> _Work item 1_
In the passage on the bail ruling, write out the stretch from "The bench also" through "of utmost importance.", replacing "bench" with "panel" throughout.
> _Work item 2_
Answer these questions from the passage on the bail ruling:
(a) How many days after the FIR was registered was a cross FIR lodged?
(b) What must parity while granting bail focus upon?
(c) Which accused's bail application was the Single Judge dealing with?

> _Exercise text_

..........

The top court also noted that four days after the FIR was registered, a cross FIR was lodged by one of the accused.
It noted in its verdict that the nature of the offence is a circumstance which has an important bearing on the grant of bail.
It said, “The orders of the high court are conspicuous in the absence of any awareness or elaboration of the serious nature of the offence. The perversity lies in the failure of the high court to consider an important circumstance which has a bearing on whether bail should be granted”.
The bench also pointed out to the manner in which the high court had applied the principle of parity in granting bail to some of these accused.
“Parity while granting bail must focus upon role of the accused. Merely observing that another accused who was granted bail was armed with a similar weapon is not sufficient to determine whether a case for the grant of bail on the basis of parity has been established,” it said.
The bench said in deciding the aspect of parity, the role attached to the accused, their position in relation to the incident and to the victims is of utmost importance.
In this case, the High Court while granting bail, observed that the order would not be treated as precedent in any other case on grounds of parity. Disapproving this, the bench said:
"We are left unimpressed with and disapprove of the above observation of the Single Judge. Whether parity can be claimed by any other accused on the basis of the order granting bail to A-13 ought not to have been pre-judged by the Single Judge who was dealing only with the application for the grant of bail to A-13. The observation that the grant of bail to A-13 shall not be considered as a precedent for any other person who is accused in the FIR on grounds of parity does not constitute judicially appropriate reasoning. Whether an order granting a bail is a precedent on grounds of parity is a matter for future adjudication if and when an application for bail is moved on the grounds of parity on behalf of another accused. In the event that parity is claimed in such a case thereafter, it is for that court before whom parity is claimed to determine whether a case for the grant of bail on reasons of parity is made out. In other words, the observations of the Single Judge which have been noticed above are inappropriate and erroneous."

..........

(Collected data)

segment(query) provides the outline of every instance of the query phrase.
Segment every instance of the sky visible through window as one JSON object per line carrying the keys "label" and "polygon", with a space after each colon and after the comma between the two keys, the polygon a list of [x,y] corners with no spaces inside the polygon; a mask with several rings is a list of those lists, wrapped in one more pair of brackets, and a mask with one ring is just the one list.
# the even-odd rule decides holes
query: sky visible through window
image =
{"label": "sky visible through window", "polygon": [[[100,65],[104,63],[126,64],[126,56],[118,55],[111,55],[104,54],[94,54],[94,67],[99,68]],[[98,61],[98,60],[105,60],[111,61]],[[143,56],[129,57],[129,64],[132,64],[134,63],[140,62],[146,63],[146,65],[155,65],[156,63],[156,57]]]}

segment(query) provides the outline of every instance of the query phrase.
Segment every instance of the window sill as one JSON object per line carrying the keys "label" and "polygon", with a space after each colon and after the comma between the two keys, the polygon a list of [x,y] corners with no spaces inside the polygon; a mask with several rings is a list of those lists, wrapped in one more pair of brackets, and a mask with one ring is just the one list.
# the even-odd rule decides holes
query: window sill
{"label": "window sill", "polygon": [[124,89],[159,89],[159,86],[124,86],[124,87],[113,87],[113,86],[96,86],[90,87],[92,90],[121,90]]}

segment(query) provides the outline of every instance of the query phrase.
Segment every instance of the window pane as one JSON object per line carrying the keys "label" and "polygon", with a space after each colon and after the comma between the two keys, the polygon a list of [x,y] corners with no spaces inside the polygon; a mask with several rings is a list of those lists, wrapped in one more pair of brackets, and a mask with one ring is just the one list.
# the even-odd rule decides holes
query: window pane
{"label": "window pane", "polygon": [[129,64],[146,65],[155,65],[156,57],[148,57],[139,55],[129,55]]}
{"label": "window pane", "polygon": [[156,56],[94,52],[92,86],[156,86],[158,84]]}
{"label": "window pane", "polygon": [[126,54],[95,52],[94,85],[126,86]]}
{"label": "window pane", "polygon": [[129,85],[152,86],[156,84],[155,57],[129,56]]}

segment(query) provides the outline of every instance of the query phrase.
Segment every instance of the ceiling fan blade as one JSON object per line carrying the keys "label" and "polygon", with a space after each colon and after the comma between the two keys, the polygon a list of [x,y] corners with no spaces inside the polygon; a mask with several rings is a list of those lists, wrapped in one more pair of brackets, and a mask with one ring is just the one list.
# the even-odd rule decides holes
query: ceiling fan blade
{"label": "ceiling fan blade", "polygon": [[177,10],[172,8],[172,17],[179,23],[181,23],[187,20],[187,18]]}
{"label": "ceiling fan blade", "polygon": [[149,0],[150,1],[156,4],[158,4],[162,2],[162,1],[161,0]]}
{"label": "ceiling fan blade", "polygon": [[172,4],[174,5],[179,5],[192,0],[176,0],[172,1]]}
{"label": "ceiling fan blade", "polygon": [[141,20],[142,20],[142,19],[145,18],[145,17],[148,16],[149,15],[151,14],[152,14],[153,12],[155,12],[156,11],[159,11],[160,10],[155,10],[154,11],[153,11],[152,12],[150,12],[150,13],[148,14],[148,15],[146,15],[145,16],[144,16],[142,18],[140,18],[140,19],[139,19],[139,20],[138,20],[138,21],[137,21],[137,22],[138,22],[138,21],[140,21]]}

..........

> _Exercise result 1_
The panel also pointed out to the manner in which the high court had applied the principle of parity in granting bail to some of these accused.
“Parity while granting bail must focus upon role of the accused. Merely observing that another accused who was granted bail was armed with a similar weapon is not sufficient to determine whether a case for the grant of bail on the basis of parity has been established,” it said.
The panel said in deciding the aspect of parity, the role attached to the accused, their position in relation to the incident and to the victims is of utmost importance.

> _Exercise result 2_
(a) Four days.
(b) The role of the accused.
(c) A-13.